> **Data**
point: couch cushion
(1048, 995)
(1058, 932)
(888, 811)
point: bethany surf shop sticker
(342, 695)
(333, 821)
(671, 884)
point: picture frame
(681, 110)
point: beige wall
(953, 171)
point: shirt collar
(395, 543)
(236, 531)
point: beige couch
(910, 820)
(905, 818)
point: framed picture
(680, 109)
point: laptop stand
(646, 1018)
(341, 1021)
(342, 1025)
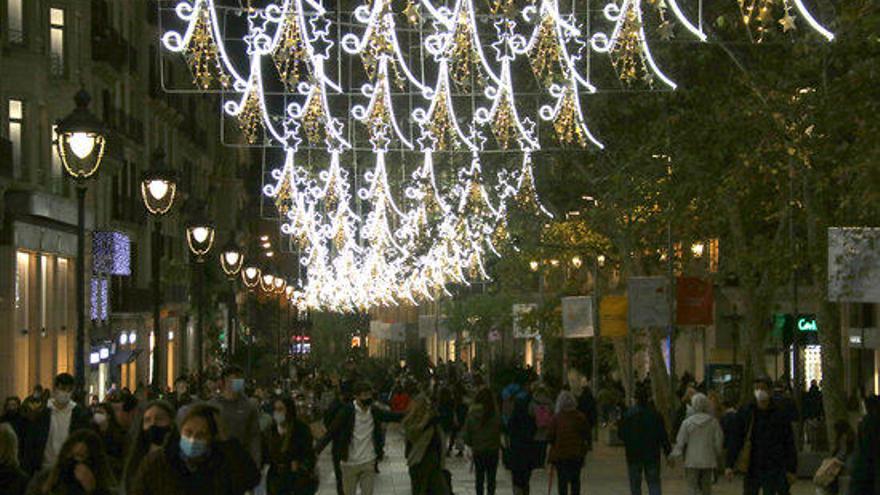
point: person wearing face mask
(112, 434)
(197, 460)
(240, 417)
(289, 452)
(762, 445)
(151, 430)
(358, 439)
(81, 467)
(46, 434)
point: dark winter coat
(228, 470)
(569, 434)
(644, 435)
(341, 430)
(772, 440)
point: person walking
(700, 442)
(569, 437)
(424, 449)
(13, 481)
(644, 438)
(197, 460)
(358, 439)
(46, 434)
(762, 445)
(151, 431)
(482, 433)
(81, 466)
(521, 453)
(239, 416)
(290, 452)
(865, 473)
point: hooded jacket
(700, 439)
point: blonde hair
(8, 446)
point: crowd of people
(225, 435)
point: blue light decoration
(111, 251)
(100, 298)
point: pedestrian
(151, 431)
(290, 452)
(865, 473)
(424, 449)
(239, 416)
(569, 436)
(197, 460)
(81, 466)
(50, 428)
(541, 408)
(113, 436)
(482, 433)
(358, 439)
(644, 438)
(13, 481)
(521, 454)
(700, 442)
(762, 445)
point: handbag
(828, 471)
(744, 459)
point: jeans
(699, 481)
(486, 468)
(354, 475)
(768, 483)
(569, 473)
(651, 471)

> **Your objective**
Each line from the one containing "point: blonde hair" to the close of the records must appear in the output exactly, and no other line.

> **Output for this exercise**
point: blonde hair
(8, 446)
point: crowd of people
(225, 435)
point: blue light decoration
(111, 251)
(100, 298)
point: pedestrian
(151, 431)
(290, 452)
(865, 473)
(424, 449)
(239, 416)
(569, 436)
(197, 460)
(81, 466)
(50, 428)
(541, 408)
(113, 436)
(482, 433)
(358, 439)
(644, 438)
(13, 481)
(521, 454)
(700, 442)
(762, 445)
point: handbag
(828, 471)
(744, 459)
point: jeans
(699, 481)
(486, 468)
(354, 475)
(768, 483)
(569, 473)
(651, 471)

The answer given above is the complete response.